▸ DOCUMENT SEGMENT
- - -

ABREPEAT - Editorial

dpraveen · April 23, 2017, 8:17pm

PROBLEM LINK:

Author: Kamil Debowski
Primary Tester: Marek Sokołowski
Secondary Tester: Praveen Dhinwa
Editorialist: Praveen Dhinwa

DIFFICULTY:

simple

PREREQUISITES:

combinatorics

PROBLEM:

You are provided a string s of length N. Suppose t be the string formed by concatenating the string s K times, i.e. t = s + s + \dots + s (K times). We want to find the number of occurrences of subsequence “ab” in it.

Finding number of subsequences “ab” in a given string s.

Finding number of subsequences “ab” in a given string s is same as finding number of pair of indices (i, j), i < j such that s_i = ‘a’ and s_j = ‘b’. The brute force way of iterating over all such pairs of indices i, j and checking the conditions s_i = ‘a’ and s_j = ‘b’ would be \mathcal{O}({|s|}^2).

However, you can do better. In fact, you can find this in a single pass over the string in \mathcal{O}(|s|) time. Consider an index j such that s_j = ‘b’, suppose we want to find number of i's such that i < j and s_i = ‘a’. It will be same as number of occurrences of character ‘a’ till position j. We can maintain the count of a’s by iterating over the array from left to right. This way, we will be able to find the answer in single iteration over the string s in \mathcal{O}(|s|) time. Pseudo code follows.

- - -

▸ ROWS
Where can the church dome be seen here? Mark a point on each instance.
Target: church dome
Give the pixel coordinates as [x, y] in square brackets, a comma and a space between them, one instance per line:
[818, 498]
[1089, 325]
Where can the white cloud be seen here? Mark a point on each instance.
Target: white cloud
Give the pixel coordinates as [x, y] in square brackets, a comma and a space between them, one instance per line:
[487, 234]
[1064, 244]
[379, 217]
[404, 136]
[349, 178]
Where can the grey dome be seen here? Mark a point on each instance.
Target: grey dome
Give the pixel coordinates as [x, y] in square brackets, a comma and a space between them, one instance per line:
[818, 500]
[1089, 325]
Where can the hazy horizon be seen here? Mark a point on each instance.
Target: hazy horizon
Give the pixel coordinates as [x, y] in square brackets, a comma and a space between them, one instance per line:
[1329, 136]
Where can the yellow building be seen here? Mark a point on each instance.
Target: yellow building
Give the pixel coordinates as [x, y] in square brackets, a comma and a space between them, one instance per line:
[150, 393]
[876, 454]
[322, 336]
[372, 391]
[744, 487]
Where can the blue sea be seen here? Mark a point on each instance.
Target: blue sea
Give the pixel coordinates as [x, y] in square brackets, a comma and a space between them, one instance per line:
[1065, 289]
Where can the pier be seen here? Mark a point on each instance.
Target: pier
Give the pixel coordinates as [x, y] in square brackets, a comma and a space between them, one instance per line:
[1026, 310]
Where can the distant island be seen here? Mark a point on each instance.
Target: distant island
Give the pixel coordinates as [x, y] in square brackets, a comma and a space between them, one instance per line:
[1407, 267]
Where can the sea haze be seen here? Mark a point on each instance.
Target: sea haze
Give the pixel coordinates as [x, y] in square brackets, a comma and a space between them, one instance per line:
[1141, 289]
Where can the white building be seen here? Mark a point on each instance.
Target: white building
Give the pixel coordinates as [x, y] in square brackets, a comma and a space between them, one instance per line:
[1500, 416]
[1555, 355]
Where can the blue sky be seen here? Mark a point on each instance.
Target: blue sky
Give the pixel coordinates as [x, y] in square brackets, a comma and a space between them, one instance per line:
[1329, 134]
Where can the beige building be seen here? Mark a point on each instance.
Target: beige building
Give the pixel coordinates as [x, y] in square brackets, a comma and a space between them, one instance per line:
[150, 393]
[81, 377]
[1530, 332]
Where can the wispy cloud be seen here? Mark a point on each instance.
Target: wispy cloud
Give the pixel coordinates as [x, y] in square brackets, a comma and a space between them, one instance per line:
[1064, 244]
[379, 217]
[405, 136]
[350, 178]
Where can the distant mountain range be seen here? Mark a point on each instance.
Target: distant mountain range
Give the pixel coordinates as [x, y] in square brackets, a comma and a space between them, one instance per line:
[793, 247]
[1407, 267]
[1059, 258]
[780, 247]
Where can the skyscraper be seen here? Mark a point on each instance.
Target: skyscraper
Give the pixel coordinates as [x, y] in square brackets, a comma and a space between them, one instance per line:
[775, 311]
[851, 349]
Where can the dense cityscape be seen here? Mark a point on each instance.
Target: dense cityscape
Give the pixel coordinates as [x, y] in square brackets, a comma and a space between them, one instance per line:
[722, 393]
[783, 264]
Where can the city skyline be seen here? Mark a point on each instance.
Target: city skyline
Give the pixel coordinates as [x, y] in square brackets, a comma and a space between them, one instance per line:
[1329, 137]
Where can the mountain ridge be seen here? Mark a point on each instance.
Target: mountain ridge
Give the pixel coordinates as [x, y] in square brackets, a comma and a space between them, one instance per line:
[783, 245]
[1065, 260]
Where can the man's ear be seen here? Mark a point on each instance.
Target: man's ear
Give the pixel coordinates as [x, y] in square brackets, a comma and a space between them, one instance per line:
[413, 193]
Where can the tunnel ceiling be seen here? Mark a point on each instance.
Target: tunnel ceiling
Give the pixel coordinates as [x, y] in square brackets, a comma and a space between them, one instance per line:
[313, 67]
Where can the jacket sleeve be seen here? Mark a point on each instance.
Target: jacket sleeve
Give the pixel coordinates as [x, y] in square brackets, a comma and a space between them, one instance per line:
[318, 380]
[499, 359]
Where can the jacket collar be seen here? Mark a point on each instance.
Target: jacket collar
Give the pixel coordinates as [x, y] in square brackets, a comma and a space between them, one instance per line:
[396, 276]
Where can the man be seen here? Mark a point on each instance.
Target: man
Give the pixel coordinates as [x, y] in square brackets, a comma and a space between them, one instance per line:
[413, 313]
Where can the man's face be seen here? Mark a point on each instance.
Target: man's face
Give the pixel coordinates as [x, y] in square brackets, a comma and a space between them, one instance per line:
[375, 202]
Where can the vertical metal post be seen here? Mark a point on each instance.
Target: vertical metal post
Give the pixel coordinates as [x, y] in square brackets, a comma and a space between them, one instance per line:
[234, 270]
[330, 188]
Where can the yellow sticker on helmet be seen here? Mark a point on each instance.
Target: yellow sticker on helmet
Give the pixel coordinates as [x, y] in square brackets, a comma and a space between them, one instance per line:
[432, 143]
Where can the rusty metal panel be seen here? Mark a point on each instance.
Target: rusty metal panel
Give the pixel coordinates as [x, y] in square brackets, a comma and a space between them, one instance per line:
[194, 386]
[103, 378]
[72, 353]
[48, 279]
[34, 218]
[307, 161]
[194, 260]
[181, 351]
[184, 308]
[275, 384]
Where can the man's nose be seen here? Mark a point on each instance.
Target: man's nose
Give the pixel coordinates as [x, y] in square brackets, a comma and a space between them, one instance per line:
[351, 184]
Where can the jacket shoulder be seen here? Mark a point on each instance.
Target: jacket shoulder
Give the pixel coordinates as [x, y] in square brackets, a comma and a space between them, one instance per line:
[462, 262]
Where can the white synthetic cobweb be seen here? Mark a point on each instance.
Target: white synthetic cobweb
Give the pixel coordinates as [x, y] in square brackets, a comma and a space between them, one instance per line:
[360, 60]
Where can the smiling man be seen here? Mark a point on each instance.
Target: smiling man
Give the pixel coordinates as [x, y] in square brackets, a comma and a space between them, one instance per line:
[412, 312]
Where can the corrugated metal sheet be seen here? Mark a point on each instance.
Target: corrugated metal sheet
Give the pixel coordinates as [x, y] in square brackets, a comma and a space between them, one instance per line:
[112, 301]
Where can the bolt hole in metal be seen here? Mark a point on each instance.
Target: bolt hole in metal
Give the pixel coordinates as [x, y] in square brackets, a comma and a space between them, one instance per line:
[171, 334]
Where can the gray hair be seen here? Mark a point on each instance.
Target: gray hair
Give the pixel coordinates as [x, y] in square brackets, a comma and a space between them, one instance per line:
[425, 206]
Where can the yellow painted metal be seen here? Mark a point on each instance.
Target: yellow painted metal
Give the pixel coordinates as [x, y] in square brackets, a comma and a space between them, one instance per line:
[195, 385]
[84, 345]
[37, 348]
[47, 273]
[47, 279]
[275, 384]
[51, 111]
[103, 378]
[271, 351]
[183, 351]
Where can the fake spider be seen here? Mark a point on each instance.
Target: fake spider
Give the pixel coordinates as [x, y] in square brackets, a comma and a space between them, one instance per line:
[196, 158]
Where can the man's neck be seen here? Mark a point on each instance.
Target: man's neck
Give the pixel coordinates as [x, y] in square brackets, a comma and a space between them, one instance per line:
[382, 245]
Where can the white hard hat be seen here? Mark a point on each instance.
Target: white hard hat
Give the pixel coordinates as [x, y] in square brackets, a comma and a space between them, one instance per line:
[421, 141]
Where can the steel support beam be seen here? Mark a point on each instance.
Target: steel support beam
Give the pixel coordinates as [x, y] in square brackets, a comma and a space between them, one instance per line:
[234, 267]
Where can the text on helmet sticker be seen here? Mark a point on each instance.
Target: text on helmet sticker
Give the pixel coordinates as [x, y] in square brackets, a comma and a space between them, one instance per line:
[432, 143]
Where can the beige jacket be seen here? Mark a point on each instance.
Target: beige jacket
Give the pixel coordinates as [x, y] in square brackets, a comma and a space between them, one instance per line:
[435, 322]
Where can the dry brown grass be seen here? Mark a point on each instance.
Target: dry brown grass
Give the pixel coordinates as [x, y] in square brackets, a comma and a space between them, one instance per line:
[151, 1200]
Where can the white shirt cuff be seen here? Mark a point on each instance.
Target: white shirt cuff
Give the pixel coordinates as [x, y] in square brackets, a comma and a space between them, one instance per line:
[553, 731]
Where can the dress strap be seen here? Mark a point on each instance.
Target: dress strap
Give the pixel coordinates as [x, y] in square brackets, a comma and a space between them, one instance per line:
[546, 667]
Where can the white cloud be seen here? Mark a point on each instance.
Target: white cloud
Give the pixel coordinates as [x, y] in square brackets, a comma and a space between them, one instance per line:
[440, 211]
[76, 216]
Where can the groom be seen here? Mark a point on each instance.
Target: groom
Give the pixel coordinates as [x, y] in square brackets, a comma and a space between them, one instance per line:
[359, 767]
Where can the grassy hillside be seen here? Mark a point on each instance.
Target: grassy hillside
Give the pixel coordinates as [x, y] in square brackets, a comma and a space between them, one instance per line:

- - -

▸ TASK 1
From the ABREPEAT editorial, write out the passage starting at "You are provided" and ending at "given string s.".
▸ TASK 2
Answer these from the ABREPEAT editorial:
(a) Who is listed as the primary tester?
(b) What difficulty level is given?
(c) What running time does the brute force approach over all index pairs have?
▸ TASK 3
Carry on writing the ABREPEAT editorial from the point where it stops.
The items are separate material and are not part of the ABREPEAT editorial.

▸ TASK RESULT 1
You are provided a string s of length N. Suppose t be the string formed by concatenating the string s K times, i.e. t = s + s + \dots + s (K times). We want to find the number of occurrences of subsequence “ab” in it.

Finding number of subsequences “ab” in a given string s.

▸ TASK RESULT 2
(a) Marek Sokołowski
(b) Simple
(c) \mathcal{O}({|s|}^2)

▸ TASK RESULT 3
cnta = 0;
ans = 0;
for i = 1 to |s|:
    if s[i] == a:
        cnta++;
    if s[i] == b:
        ans += cnta;

Can we use this idea directly?

Now we construct the string t and find the number of subsequences “ab” in it in \mathcal{O}(|t|) time, which will be \mathcal{O}(N \cdot K). Constraints of the problem say that N \cdot K could go up to 10^9. So, this won’t work in time.

Towards a counting based solution idea.

Let t = s_1 + s_2 + s_3 + \dots + s_K, where s_i = s. We call s_i the i-th occurrence of string s.

Let us view the occurrences of subsequence “ab” in t as follows. One of the below two cases can happen.

“ab” lies strictly inside some occurrence of string s in t, i.e. “ab” lies strictly inside some s_i. We can find the number of occurrences of “ab” in s. Let us denote it by C. The total number of occurrences “ab” in this case will be C \cdot K.
In the other case, “a” lies inside some string s_i, whereas “b” lies in some other string s_j such that i < j. Finding the number of occurrences of “ab” in this case will be same as choosing the two strings s_i, s_j (\binom{K}{2} ways), and multiplying it by the number of occurrences of “a” in s_i (denote by cnt_a) and the number of occurrences of “b” in s_j (denote by cnt_b), i.e. \binom{K}{2} \cdot cnt_a \cdot cnt_b. As s_i = s, cnt_a will be number of occurrences of “a” in s and cnt_b will be the number of occurrences of “b” in s.

We can find C, cnt_a, cnt_b in \mathcal{O}(N) time. Thus, overall time complexity of this approach is \mathcal{O}(N) which will easily pass in time for N \leq 10^5. Pseudo code follows.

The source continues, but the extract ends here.